Selected excerpt:

Fibro Daily

FWOTW Pam Sutherland

Fibro Daily December 4, 2012

Fibro Warrior of the Week (#1)

fibro warrior of the week pam sutherland

FWOTW: Pamela Sutherland
Location: Shawlands, Glasgow, Scotland.

Twitter: @Ltd_to_two
Facebook: http://www.facebook.com/pages/Living-in-a-Limited-World/

Mantra: Housebound is no worse than Earthbound, it’s what you make of it. Multiple Sclerosis (PRMS), Fibro and more may have limited me, but they can’t destroy me.

We’re very excited and honored that Pam agreed to be our very first FWOTW! Many of you already her know her on Twitter, Facebook, and through her blogs. In this interview, she was generous enough to share some personal details about her illnesses, family, and passion for life. – FD


FD: Tell us a bit about yourself – Where were you born, where do you live now, family, interests, etc.

Pamela: Who am I is a hard question if I really think about it. My name is Pamela Sutherland and for the first time in my life I am a person defined by just three “tags”. I used to have a list of them, but now I am “Adam’s wife”, “Teressa’s mother”, and “disabled”. The last one (disabled) is clearly why I’m being interviewed, and while it’s a label that took me some time to time settle into, I’ve come to wear it proudly.

I’m 51 years old and living in a world that 30yrs I could not even have conceived. I wasn’t callous back then, but rather I was just like everyone else – unaware. 30 yrs on and I have taken up the flag online to try and make more people aware of what being housebound really means, and how it is possible to live well and be happy even in what for most humans is an alien environment, as we are social animals.

Over the years I have traveled the country (Scotland) living in different cities. Born in Aberdeen, I settled here in Glasgow over 20 yrs ago, and like many things in my life it was a choice more than something that just happened. It is nearly 6 yrs now that I haven’t left my home for anything other than recent hospital appointments. My world consists of two rooms plus utilities (also the name of my blog), and a wonderful man – my second husband Adam – who I couldn’t exist without.

FD: When did you first suspect that something wasn’t right? What happened?

Pamela: I had been aware of things not being shall we say normal over thirty years ago. I had loads of aches and pains that didn’t match my activity level and my muscles seemed exhausted all the time. It is a little hard for me to separate out many of the symptoms as I also have MS, and which of the two actually came first I don’t know. The diagnosis of both took many years, my first symptoms started manifesting when I was a new Mum in 1982. At the time I was just 21 yrs old. No one listened or took me seriously until 2001, but by then I was so used to fatigue, lack of dexterity and poor concentration, difficulty with my balance, and just generally not feeling well, that it took what I now think was a bad MS flare for me to try again to find out what was wrong with me.

I was so used to fatigue when I got and married back in 1999, that my new husband was totally surprised when I mentioned it all for the first time in 2001. That’s just how normal it had all become.

I had learned to manage fatigue and pain on my own, as I had little choice, and although I have nothing to back it up, I think the Fibro appeared in 1996. That was the first year I remember it being there all the time without any breaks. I was so used to fatigue when I got and married back in 1999, that my new husband was totally surprised when I mentioned it all for the first time in 2001. That’s just how normal it had all become. He hadn’t the slightest idea.

Activity 1:
Translate this sentence from the Fibro Warrior of the Week interview into French: "Over the years I have traveled the country (Scotland) living in different cities."
Activity 2:
Rename "disabled" as "chronically ill" in the passage of the interview starting with "Pamela: Who am" and going on through "wear it proudly.", and write out that passage with the change.
The rows that follow have no connection to the interview.

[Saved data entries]
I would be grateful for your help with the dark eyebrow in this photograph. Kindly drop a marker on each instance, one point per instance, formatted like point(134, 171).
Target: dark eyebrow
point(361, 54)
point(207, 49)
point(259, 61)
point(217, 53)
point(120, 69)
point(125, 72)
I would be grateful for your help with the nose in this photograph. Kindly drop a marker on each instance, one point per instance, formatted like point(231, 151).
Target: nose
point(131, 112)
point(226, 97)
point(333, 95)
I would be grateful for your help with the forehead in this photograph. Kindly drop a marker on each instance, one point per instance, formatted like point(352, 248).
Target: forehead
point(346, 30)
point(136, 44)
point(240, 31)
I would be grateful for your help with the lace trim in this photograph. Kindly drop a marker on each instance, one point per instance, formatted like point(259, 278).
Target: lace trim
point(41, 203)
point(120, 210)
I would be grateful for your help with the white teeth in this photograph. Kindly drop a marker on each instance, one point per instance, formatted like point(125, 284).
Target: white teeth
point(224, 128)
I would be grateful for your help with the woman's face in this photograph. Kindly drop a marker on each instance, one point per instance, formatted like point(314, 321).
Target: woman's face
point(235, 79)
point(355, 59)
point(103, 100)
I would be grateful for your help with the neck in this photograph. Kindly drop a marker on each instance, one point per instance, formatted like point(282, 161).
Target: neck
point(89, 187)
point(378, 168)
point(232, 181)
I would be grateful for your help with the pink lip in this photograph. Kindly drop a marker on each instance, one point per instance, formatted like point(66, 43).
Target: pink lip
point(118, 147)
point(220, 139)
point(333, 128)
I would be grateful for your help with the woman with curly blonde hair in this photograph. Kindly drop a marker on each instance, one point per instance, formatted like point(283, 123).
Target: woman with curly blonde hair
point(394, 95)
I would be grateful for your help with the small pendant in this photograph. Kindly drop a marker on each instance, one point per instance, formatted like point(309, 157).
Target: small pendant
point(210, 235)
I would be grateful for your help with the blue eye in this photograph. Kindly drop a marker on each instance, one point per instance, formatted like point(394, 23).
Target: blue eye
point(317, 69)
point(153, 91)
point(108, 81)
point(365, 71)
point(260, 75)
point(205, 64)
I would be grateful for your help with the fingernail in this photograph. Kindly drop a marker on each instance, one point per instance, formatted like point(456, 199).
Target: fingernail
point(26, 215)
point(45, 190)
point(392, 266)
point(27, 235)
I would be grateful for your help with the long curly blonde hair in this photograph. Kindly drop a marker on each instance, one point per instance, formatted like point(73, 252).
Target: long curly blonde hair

Final answer 1:
Au fil des années, j’ai parcouru le pays (l’Écosse) en vivant dans différentes villes.

Final answer 2:
Pamela: Who am I is a hard question if I really think about it. My name is Pamela Sutherland and for the first time in my life I am a person defined by just three “tags”. I used to have a list of them, but now I am “Adam’s wife”, “Teressa’s mother”, and “chronically ill”. The last one (chronically ill) is clearly why I’m being interviewed, and while it’s a label that took me some time to time settle into, I’ve come to wear it proudly.